**Problem details:** Edit the items from the line containing "Where can you see the white" through the end of the items, replacing "tree trunk" with "tree stump" and leaving everything else unchanged.

**Recorded information:**
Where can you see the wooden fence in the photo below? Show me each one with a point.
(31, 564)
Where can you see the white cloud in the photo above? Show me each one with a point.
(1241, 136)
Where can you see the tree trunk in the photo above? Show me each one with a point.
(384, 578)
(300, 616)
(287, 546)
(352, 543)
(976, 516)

**Reply:**
Where can you see the white cloud in the photo above? Show me each one with a point.
(1241, 136)
Where can you see the tree stump in the photo above? Show me each one with a point.
(384, 578)
(300, 616)
(287, 546)
(352, 543)
(976, 516)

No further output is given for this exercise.